Are you able to retype all the records below exactly?

***** EXERCISE MATERIAL *****

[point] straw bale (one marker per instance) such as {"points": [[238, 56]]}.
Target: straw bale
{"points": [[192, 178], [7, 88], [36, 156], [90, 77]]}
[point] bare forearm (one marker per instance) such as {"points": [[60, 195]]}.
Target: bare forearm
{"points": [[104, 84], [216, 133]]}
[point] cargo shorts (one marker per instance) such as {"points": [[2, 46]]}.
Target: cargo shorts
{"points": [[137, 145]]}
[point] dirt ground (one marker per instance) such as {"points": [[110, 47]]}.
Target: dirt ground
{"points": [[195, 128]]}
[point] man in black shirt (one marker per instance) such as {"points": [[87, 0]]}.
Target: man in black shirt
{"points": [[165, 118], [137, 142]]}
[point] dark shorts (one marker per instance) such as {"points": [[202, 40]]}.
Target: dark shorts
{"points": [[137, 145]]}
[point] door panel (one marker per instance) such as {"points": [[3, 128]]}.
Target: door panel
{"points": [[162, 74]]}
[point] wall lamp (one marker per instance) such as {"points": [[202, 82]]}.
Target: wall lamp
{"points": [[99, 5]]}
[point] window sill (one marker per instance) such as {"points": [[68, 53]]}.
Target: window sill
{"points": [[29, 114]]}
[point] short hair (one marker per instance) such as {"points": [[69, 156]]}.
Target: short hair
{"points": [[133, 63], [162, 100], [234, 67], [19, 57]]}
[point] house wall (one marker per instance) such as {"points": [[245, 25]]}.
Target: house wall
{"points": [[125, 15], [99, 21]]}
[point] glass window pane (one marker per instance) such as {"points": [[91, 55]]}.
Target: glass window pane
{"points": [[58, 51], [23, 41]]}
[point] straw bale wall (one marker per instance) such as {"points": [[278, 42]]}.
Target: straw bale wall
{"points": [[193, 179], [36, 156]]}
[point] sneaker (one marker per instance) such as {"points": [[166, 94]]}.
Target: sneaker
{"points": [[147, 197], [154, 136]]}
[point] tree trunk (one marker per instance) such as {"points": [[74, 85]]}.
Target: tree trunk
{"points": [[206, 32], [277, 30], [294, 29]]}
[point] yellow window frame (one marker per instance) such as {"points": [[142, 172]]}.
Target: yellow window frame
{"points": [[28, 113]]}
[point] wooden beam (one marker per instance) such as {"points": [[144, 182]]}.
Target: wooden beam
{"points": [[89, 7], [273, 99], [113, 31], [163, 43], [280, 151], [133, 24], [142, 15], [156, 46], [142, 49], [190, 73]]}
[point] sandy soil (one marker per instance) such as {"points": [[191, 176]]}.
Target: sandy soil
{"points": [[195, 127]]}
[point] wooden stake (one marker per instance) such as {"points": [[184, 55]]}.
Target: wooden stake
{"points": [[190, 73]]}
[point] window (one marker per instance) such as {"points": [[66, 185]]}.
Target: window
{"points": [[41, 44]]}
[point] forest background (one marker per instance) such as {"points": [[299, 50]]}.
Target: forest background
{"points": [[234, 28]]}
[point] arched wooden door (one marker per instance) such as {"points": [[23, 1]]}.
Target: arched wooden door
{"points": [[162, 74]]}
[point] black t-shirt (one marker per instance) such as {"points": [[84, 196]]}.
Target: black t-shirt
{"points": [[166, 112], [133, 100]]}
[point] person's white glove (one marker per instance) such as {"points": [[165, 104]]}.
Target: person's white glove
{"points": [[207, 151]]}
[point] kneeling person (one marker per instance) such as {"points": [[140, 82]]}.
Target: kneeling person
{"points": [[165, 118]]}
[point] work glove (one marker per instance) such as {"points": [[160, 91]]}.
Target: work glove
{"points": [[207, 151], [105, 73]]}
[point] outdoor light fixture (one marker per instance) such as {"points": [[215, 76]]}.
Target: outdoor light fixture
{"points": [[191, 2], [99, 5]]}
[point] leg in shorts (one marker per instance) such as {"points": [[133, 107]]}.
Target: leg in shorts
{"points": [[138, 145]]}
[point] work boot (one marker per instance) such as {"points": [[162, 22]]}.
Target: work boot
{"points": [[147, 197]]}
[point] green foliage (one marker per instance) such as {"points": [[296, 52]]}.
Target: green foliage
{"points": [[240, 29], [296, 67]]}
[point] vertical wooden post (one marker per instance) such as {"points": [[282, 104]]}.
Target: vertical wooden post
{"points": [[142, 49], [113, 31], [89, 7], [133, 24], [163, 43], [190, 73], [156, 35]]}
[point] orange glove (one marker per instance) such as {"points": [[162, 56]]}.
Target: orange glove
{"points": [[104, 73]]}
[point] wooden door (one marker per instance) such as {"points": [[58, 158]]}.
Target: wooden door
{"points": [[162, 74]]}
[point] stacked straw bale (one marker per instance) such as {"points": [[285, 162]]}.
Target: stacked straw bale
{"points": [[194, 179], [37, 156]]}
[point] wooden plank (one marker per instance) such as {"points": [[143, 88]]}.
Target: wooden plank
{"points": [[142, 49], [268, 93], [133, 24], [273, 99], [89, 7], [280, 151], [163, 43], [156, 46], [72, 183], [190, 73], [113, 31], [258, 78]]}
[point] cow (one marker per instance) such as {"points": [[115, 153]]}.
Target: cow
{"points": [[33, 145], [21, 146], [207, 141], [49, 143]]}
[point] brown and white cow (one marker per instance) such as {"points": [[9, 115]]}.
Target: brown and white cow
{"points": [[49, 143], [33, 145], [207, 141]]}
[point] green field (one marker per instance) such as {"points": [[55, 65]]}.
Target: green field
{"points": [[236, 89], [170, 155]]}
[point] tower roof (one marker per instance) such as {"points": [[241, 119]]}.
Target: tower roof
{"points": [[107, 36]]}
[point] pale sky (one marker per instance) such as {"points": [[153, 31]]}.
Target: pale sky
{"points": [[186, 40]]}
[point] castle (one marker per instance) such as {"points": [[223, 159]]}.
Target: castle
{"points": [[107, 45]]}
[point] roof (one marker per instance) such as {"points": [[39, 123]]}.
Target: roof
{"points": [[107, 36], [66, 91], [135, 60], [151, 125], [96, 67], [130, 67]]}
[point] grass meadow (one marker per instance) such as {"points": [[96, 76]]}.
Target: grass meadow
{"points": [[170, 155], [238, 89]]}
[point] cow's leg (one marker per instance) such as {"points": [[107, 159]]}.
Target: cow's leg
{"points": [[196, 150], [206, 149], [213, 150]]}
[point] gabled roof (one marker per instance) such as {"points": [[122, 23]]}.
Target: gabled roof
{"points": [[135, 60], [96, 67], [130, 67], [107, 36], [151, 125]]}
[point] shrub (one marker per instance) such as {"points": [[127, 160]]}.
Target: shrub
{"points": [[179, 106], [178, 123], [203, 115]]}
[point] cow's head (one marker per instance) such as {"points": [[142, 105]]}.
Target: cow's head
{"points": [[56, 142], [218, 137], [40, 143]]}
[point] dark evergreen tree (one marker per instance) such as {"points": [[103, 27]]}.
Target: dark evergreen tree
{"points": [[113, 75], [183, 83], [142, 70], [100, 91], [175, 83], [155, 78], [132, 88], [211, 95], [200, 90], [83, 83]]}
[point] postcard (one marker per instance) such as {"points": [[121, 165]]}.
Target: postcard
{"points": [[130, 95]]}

*****

### SOLVED EXERCISE:
[point] straw bale (one marker per instance) such as {"points": [[238, 56]]}.
Target: straw bale
{"points": [[192, 178], [7, 88], [36, 156], [90, 77]]}
[point] bare forearm (one marker per instance) such as {"points": [[60, 195]]}.
Target: bare forearm
{"points": [[104, 84], [216, 133]]}
[point] cargo shorts (one marker per instance) such as {"points": [[2, 46]]}.
Target: cargo shorts
{"points": [[137, 145]]}
[point] dirt ground (one marker per instance) such as {"points": [[110, 47]]}.
Target: dirt ground
{"points": [[195, 128]]}
[point] man in black shirt (one marker per instance) such as {"points": [[87, 0]]}.
Target: man in black shirt
{"points": [[165, 118], [137, 142]]}
[point] dark shorts (one marker per instance) such as {"points": [[202, 40]]}.
Target: dark shorts
{"points": [[137, 145]]}
[point] door panel (one marker per instance) such as {"points": [[3, 128]]}.
Target: door panel
{"points": [[162, 74]]}
[point] wall lamp (one marker per instance) such as {"points": [[202, 82]]}.
Target: wall lamp
{"points": [[99, 5]]}
[point] window sill (one marker per instance) such as {"points": [[68, 53]]}.
Target: window sill
{"points": [[29, 114]]}
[point] short hair (one marker per instance) such as {"points": [[69, 156]]}.
Target: short hair
{"points": [[133, 63], [162, 100], [234, 67], [19, 57]]}
[point] house wall (one marker per instance) such as {"points": [[245, 25]]}.
Target: house wall
{"points": [[125, 15], [99, 21]]}
[point] glass window pane (one marker per instance) such as {"points": [[91, 55]]}.
Target: glass window pane
{"points": [[58, 51], [23, 41]]}
[point] straw bale wall (one marker per instance) such as {"points": [[278, 42]]}.
Target: straw bale wall
{"points": [[193, 179], [36, 156]]}
[point] sneaker (one marker per instance) such as {"points": [[166, 94]]}.
Target: sneaker
{"points": [[147, 197], [154, 136]]}
[point] tree trunk (one marker per instance) such as {"points": [[74, 85]]}.
Target: tree trunk
{"points": [[206, 32], [277, 30], [294, 29]]}
[point] yellow window frame (one marker per instance) such as {"points": [[142, 172]]}.
Target: yellow window frame
{"points": [[28, 113]]}
[point] wooden beam (one marker per instance) such as {"points": [[144, 182]]}.
Target: wooden beam
{"points": [[89, 7], [273, 99], [113, 31], [163, 43], [280, 151], [133, 24], [142, 15], [156, 46], [142, 49], [190, 73]]}
[point] sandy soil (one marker per instance) such as {"points": [[191, 176]]}.
Target: sandy soil
{"points": [[195, 127]]}
[point] wooden stake (one marker per instance) such as {"points": [[184, 55]]}.
Target: wooden stake
{"points": [[190, 73]]}
[point] window (one marker per instance) such as {"points": [[66, 185]]}.
Target: window
{"points": [[41, 44]]}
[point] forest background (one marker per instance) such as {"points": [[299, 50]]}.
Target: forest background
{"points": [[234, 28]]}
[point] arched wooden door (one marker per instance) such as {"points": [[23, 1]]}.
Target: arched wooden door
{"points": [[162, 74]]}
[point] black t-shirt (one marker per instance) such as {"points": [[84, 196]]}.
Target: black t-shirt
{"points": [[166, 112], [133, 100]]}
[point] person's white glove (one marker per instance) such as {"points": [[165, 104]]}.
Target: person's white glove
{"points": [[207, 151]]}
[point] kneeling person (one marker per instance) such as {"points": [[140, 82]]}.
Target: kneeling person
{"points": [[165, 118]]}
[point] work glove (one marker per instance) such as {"points": [[160, 91]]}.
Target: work glove
{"points": [[207, 151], [105, 73]]}
[point] outdoor light fixture (one marker per instance) such as {"points": [[215, 76]]}.
Target: outdoor light fixture
{"points": [[191, 2], [99, 5]]}
[point] leg in shorts (one marker per instance) such as {"points": [[133, 107]]}.
Target: leg in shorts
{"points": [[138, 145]]}
[point] work boot (one marker per instance) such as {"points": [[162, 22]]}.
Target: work boot
{"points": [[147, 197]]}
[point] green foliage (one marker per instance) such as {"points": [[296, 52]]}.
Target: green foliage
{"points": [[240, 29], [296, 67]]}
[point] vertical wooden post (one marker per instance) such as {"points": [[282, 104]]}.
Target: vertical wooden post
{"points": [[142, 49], [113, 31], [89, 7], [133, 24], [163, 43], [190, 73], [156, 35]]}
[point] orange glove (one marker per instance) such as {"points": [[162, 56]]}.
Target: orange glove
{"points": [[104, 73]]}
[point] wooden door (one marker per instance) such as {"points": [[58, 158]]}.
Target: wooden door
{"points": [[162, 74]]}
[point] stacked straw bale (one marker per instance) such as {"points": [[285, 162]]}.
Target: stacked straw bale
{"points": [[194, 179], [37, 156]]}
[point] wooden plank (one marker per instance) such as {"points": [[143, 88]]}.
Target: wooden plank
{"points": [[142, 49], [268, 93], [133, 24], [273, 99], [89, 7], [280, 151], [163, 43], [156, 46], [72, 183], [190, 73], [113, 31], [258, 78]]}
[point] cow (one marker per instance) such as {"points": [[115, 153]]}.
Target: cow
{"points": [[33, 145], [21, 146], [207, 141], [49, 143]]}
[point] brown and white cow (one marker per instance) such as {"points": [[9, 115]]}.
Target: brown and white cow
{"points": [[49, 143], [33, 145], [207, 141]]}
[point] green field (one marker per instance) such as {"points": [[55, 65]]}.
Target: green field
{"points": [[236, 89], [170, 155]]}
[point] tower roof (one marker per instance) such as {"points": [[241, 119]]}.
Target: tower roof
{"points": [[107, 36]]}
[point] pale sky (one marker per instance) such as {"points": [[153, 31]]}.
Target: pale sky
{"points": [[186, 40]]}
[point] castle (one marker per instance) such as {"points": [[223, 159]]}.
Target: castle
{"points": [[107, 45]]}
[point] roof (one marker per instance) such as {"points": [[39, 123]]}.
Target: roof
{"points": [[107, 36], [66, 91], [135, 60], [151, 125], [96, 67], [130, 67]]}
[point] grass meadow (one marker per instance) such as {"points": [[96, 76]]}.
Target: grass meadow
{"points": [[170, 155], [238, 89]]}
[point] cow's leg (one marker per instance) such as {"points": [[107, 159]]}.
Target: cow's leg
{"points": [[196, 150], [206, 149], [213, 150]]}
[point] gabled roof (one marker per instance) such as {"points": [[122, 23]]}.
Target: gabled roof
{"points": [[135, 60], [96, 67], [130, 67], [107, 36], [151, 125]]}
[point] shrub (one marker per instance) such as {"points": [[127, 160]]}.
Target: shrub
{"points": [[179, 106], [178, 123], [203, 115]]}
[point] cow's head (one marker per instance) such as {"points": [[142, 105]]}.
Target: cow's head
{"points": [[56, 142], [218, 137], [40, 143]]}
[point] dark evergreen tree (one marker per instance) such as {"points": [[103, 27]]}.
Target: dark evergreen tree
{"points": [[113, 75], [183, 83], [142, 70], [100, 91], [175, 83], [155, 78], [132, 88], [211, 95], [200, 90], [83, 83]]}
[point] postcard (one marker per instance) such as {"points": [[121, 165]]}.
Target: postcard
{"points": [[130, 95]]}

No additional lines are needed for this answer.